Authentication is not authorization (and the model is neither)

A distinction security engineers know cold but that LLM teams routinely collapse: authentication is establishing who a principal is; authorization is deciding what that principal may do. The session is authenticated as Alice. That is a true and useful fact. It is also where many LLM systems stop thinking, and the stopping is the bug.

The leap from "authenticated as Alice" to "the model, on Alice's behalf, may do anything Alice may do" is the disaster. Alice, as a human, may be able to read every record in her department, send email from her account, and update twenty kinds of CRM field. Those powers are appropriate for Alice exercising deliberate human judgment. They are not appropriate for a probabilistic component processing attacker-influenceable text as Alice. The model is neither the authenticator nor a trustworthy authorizer; it is a deputy acting under Alice's authentication, and authorization must be decided outside it, scoped to the task, not inherited wholesale from the user.

Concretely: the support copilot resolving a ticket needs to read this customer's plan and status. It does not need, and must not be granted, Alice's ability to read any customer, any field. The authorization for the model's actions should be the intersection of "what Alice may do" and "what this task requires, " and it should be enforced in the data and tool layers, not assumed because the session is Alice's. OWASP names the failure of over-granting here Excessive Agency (LLM06): the system has more functionality, permissions, or autonomy than the task warrants, so a manipulated model can reach further than it ever should.

> [Work task] Rewrite the text on authentication versus authorization from "A distinction security" to "is the bug.", substituting "security practitioners" for "security engineers".

> [Source material]
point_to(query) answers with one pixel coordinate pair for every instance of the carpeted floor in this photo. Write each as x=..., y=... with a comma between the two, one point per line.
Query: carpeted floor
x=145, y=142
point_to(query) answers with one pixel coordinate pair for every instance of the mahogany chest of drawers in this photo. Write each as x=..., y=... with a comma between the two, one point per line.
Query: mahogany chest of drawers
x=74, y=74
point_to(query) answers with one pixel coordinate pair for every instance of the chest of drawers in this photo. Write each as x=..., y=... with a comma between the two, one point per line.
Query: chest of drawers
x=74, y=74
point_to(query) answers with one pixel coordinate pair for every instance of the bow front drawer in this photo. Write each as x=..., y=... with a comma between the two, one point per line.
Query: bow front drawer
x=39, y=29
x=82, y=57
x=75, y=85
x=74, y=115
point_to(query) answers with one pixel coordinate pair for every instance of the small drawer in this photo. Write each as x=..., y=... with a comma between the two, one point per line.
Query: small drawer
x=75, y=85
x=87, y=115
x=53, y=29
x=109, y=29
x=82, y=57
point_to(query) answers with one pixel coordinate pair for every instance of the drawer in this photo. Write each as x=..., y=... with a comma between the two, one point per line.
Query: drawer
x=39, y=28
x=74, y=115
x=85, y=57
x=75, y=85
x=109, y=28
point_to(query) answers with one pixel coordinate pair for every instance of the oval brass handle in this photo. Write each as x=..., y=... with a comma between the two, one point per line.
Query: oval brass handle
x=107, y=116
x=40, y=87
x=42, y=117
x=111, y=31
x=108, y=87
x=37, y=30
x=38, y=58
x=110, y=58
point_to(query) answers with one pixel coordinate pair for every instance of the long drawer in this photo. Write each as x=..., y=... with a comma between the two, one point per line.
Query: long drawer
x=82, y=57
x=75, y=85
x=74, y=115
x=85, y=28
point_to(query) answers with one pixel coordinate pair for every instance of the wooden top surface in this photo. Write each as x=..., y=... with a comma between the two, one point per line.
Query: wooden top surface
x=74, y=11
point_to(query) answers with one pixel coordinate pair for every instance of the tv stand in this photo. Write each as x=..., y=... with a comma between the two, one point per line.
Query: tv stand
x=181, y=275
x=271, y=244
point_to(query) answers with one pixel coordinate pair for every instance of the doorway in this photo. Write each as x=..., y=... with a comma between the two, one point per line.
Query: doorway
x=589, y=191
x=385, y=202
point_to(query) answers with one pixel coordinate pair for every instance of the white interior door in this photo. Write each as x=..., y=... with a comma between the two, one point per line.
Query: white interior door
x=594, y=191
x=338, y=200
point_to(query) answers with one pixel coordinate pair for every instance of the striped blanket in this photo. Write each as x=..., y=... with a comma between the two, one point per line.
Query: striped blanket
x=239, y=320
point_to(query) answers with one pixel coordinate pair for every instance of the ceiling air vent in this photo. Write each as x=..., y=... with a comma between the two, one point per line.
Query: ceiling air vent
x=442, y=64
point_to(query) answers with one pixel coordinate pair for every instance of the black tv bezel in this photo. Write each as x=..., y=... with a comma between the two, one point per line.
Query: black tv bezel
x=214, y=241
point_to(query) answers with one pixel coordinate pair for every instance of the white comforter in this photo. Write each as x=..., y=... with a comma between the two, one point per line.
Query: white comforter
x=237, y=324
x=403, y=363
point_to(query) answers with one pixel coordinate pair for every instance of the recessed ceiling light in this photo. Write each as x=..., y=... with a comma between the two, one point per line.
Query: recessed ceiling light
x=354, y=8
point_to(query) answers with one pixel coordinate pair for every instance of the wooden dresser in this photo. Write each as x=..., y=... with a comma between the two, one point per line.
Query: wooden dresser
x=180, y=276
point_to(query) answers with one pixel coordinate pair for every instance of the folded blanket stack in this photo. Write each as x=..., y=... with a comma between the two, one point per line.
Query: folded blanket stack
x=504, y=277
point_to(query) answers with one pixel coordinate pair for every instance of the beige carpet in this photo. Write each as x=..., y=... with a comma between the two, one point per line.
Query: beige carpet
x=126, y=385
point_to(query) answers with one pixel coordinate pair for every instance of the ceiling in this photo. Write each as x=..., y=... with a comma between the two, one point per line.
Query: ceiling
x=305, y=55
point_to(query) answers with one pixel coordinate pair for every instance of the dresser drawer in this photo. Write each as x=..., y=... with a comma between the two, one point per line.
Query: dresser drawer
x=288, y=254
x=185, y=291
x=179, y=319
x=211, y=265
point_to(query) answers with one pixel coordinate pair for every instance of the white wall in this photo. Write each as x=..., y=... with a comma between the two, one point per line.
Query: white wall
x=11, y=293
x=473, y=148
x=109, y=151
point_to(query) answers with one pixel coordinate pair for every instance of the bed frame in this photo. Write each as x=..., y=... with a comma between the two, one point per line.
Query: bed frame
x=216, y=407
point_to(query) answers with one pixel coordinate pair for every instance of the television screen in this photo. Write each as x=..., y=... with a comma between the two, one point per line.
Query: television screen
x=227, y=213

> [Reply]
A distinction security practitioners know cold but that LLM teams routinely collapse: authentication is establishing who a principal is; authorization is deciding what that principal may do. The session is authenticated as Alice. That is a true and useful fact. It is also where many LLM systems stop thinking, and the stopping is the bug.